## [PAGE TEXT]
────────────────────

She is an adult, not one of your dependent children. She survived before you and she will survive life after you. She will have notice if you leave - it takes time to separate and sell a house. |
The most important actions you can take here cost nothing and can be executed during a global health crisis. Write a letter to each kid. Apologize. Do not blame your wife. Do not blame your ex-wife. Do not blame your health, the phase of the moon, tectonic drift, or anything else. Spend a few hours googling and then carefully reading resources on how to write a good apology. Apologize to your kids for your outrageous behavior. Then you can consider what comes next. |
Also she blocked my kid's #'s on my phone as well as my exes.
As to the kids, she felt it was too emotionally damaging and distracting with my health. They can email. As to the ex, if it was important she'd email. Not sure I follow that one. |
Do you have any friends or family you can stay with temporarily while you figure out your life? You really need some time alone to come to grips with what you have done, and what you need to do. |
My mother did this to me when she found a new boyfriend who was outright cruel to us.

────────────────────

[Records of labeled points]
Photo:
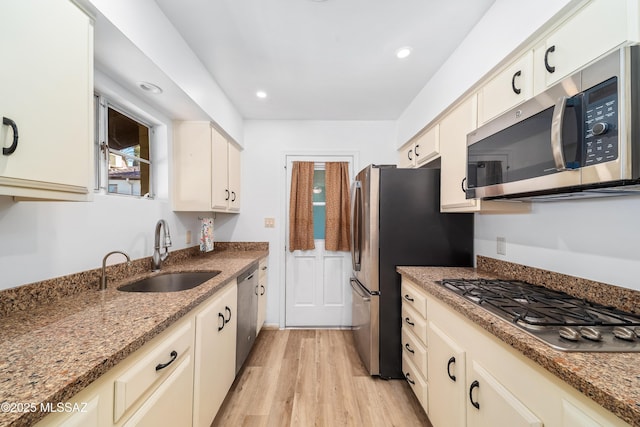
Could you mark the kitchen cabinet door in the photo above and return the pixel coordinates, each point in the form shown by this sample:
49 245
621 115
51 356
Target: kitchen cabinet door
206 169
225 161
491 404
425 148
407 157
234 172
453 147
46 81
447 375
453 155
170 404
509 88
262 294
192 166
215 356
593 31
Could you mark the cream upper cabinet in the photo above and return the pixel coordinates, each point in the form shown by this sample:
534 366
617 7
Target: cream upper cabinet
454 128
206 169
225 189
424 148
215 360
46 81
407 157
598 27
509 88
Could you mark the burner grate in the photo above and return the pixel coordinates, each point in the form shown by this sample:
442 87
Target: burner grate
536 306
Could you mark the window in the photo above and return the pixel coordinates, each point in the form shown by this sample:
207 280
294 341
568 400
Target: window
319 203
123 151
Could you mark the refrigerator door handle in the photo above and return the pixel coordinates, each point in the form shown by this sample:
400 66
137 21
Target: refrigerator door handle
356 225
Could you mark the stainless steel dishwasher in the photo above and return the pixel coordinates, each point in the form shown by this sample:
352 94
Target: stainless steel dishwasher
247 313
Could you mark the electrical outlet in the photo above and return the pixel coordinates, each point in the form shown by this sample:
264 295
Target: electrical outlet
501 245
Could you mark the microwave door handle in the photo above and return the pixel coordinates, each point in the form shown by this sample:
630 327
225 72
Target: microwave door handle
557 123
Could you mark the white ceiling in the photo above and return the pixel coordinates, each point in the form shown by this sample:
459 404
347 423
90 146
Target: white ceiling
322 60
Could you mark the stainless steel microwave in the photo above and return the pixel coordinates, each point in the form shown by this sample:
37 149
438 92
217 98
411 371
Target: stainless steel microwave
578 138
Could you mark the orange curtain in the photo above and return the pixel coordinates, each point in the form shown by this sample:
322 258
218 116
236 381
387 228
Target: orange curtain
338 219
301 207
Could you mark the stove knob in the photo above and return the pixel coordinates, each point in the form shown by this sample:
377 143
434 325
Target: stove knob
624 333
569 333
591 333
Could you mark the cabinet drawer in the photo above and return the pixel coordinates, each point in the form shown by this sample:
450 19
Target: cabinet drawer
415 351
416 381
148 372
414 322
414 297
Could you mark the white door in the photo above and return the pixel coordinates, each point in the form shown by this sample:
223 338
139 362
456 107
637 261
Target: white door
317 290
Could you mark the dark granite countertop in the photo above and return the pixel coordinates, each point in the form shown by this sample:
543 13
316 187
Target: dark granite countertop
54 349
610 379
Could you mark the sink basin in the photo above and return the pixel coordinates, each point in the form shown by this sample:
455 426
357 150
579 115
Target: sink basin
170 282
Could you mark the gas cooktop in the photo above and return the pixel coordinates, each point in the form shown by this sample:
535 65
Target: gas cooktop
564 322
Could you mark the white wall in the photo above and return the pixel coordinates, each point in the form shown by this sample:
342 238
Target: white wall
43 240
263 180
596 239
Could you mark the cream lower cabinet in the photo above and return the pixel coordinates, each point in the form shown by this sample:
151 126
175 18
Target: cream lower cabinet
46 107
414 341
262 294
179 378
472 398
475 379
216 327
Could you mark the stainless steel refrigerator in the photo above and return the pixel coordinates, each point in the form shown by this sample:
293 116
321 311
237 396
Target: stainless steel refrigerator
396 220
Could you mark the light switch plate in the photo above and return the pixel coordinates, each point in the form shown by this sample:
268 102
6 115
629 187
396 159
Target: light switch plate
501 245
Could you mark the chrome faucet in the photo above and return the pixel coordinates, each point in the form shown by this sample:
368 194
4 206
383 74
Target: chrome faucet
157 258
103 278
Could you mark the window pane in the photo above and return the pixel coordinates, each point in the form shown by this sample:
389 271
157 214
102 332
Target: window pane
318 222
128 143
318 186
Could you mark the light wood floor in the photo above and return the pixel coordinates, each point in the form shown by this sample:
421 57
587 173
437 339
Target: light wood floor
303 378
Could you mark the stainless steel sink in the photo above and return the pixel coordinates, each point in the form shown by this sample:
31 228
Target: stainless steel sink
170 282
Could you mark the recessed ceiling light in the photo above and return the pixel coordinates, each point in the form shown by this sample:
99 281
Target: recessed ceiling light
403 52
150 87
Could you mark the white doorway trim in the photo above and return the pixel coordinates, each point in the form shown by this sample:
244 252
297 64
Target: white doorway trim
352 156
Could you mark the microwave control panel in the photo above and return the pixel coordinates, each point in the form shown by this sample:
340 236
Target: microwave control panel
601 123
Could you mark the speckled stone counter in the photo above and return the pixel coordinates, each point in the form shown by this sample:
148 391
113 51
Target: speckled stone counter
610 379
53 349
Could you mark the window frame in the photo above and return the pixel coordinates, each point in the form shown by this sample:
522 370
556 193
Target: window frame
102 150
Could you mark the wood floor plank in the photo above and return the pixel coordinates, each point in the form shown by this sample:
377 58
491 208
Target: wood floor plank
300 378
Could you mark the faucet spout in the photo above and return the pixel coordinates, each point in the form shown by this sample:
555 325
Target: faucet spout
103 277
157 257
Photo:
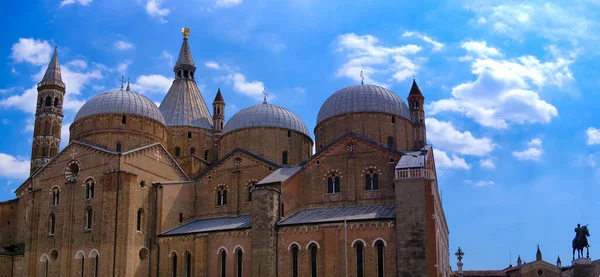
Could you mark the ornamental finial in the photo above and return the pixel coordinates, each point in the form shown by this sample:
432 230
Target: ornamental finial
185 32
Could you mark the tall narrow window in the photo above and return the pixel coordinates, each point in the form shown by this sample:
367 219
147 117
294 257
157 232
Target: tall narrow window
89 217
284 158
239 255
188 264
360 263
82 266
295 261
313 260
139 220
379 245
223 263
174 265
89 189
221 196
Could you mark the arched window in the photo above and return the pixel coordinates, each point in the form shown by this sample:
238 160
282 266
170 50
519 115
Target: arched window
223 263
371 180
52 225
188 264
284 158
88 219
174 265
239 256
55 196
379 246
250 188
295 250
221 196
360 263
333 183
313 260
139 222
89 189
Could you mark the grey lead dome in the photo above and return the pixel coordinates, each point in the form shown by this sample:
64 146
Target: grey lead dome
120 102
265 115
363 98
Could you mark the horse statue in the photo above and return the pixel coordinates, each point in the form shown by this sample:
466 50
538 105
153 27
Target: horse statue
580 241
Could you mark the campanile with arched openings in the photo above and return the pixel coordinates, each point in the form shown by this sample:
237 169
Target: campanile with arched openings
48 115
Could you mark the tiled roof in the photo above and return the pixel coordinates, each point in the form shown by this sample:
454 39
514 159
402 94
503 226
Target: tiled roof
337 214
212 225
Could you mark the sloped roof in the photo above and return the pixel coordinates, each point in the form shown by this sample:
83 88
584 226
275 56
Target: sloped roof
337 214
211 225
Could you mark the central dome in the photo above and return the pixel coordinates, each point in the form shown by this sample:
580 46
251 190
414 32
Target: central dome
265 115
120 102
363 98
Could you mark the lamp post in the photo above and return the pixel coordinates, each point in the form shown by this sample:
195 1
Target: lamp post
459 254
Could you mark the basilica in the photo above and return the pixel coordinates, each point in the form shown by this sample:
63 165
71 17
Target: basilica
177 190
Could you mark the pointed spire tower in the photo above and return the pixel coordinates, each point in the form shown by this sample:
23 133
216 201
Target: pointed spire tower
48 115
183 105
415 103
218 112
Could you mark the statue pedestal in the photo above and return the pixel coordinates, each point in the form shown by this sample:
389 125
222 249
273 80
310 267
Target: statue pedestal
582 261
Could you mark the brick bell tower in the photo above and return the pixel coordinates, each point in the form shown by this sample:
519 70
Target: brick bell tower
415 103
218 112
48 116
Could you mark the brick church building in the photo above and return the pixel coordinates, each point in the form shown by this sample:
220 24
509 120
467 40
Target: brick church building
174 190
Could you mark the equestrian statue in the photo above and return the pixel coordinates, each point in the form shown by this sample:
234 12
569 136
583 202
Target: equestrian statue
580 241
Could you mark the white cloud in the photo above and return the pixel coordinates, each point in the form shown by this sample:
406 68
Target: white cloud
443 161
122 67
123 45
442 134
366 53
81 2
532 153
152 84
14 167
487 164
437 46
154 9
506 90
227 3
593 135
31 50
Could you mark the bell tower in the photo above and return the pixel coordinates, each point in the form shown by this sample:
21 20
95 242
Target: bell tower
218 112
415 103
48 115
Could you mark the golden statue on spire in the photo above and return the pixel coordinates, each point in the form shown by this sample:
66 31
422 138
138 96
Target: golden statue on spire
185 32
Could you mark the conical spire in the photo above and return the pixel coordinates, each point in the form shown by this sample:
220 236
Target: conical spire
185 55
53 70
414 90
219 97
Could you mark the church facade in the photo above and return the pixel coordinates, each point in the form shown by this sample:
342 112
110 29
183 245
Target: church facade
174 190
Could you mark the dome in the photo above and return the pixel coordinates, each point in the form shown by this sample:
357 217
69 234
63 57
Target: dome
363 98
265 115
120 102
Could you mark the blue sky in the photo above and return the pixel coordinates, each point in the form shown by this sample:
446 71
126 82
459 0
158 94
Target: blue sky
511 90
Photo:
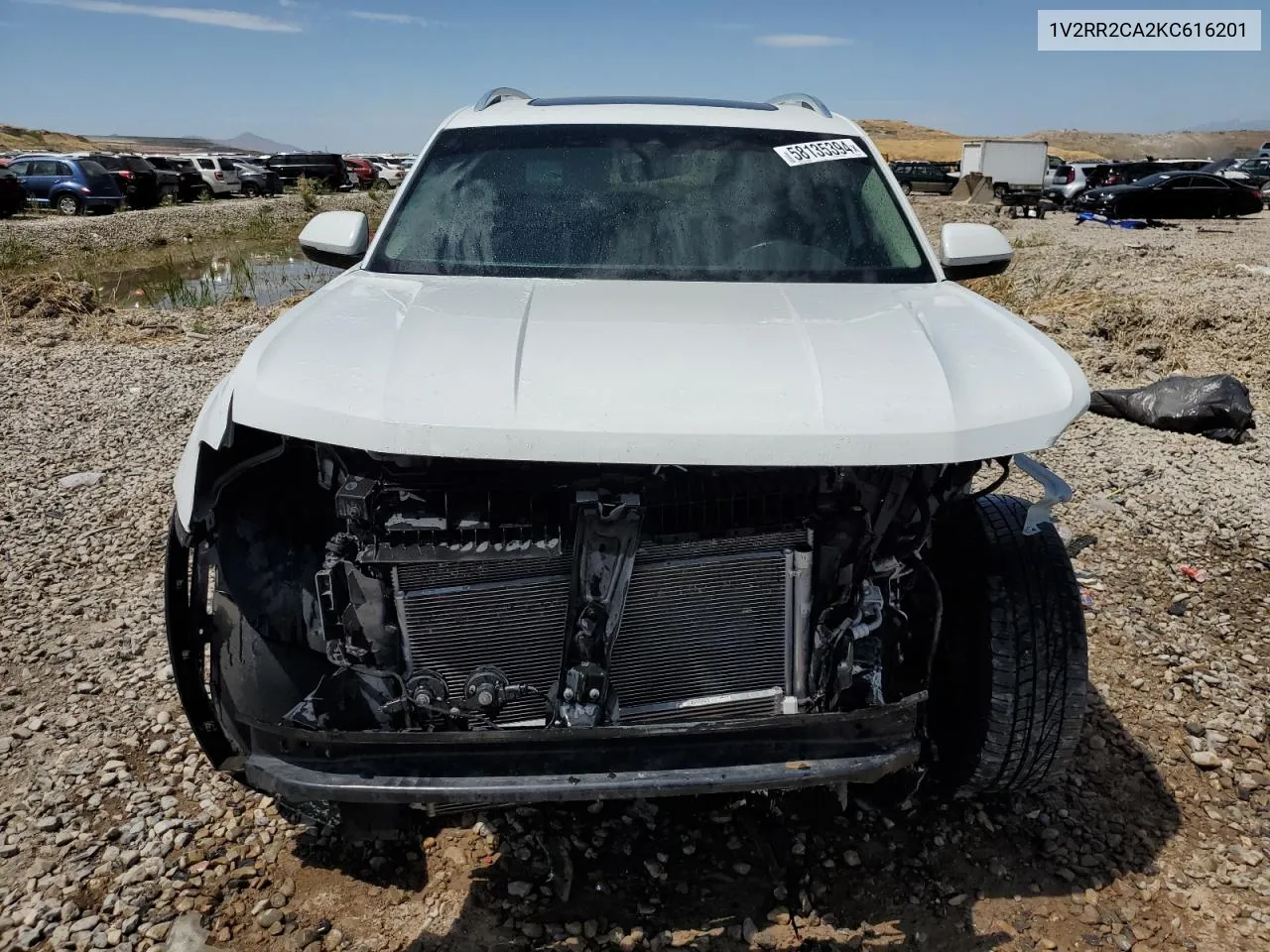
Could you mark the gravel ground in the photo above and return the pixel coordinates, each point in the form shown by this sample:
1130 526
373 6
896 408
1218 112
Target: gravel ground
114 833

────────────────────

## [DIRECTIONS]
A. According to the page text, what takes time when someone leaves?
B. Count the lines of the records that contain the word "gravel", and give only the number.

## [TASK SOLUTIONS]
A. Separating and selling a house.

B. 2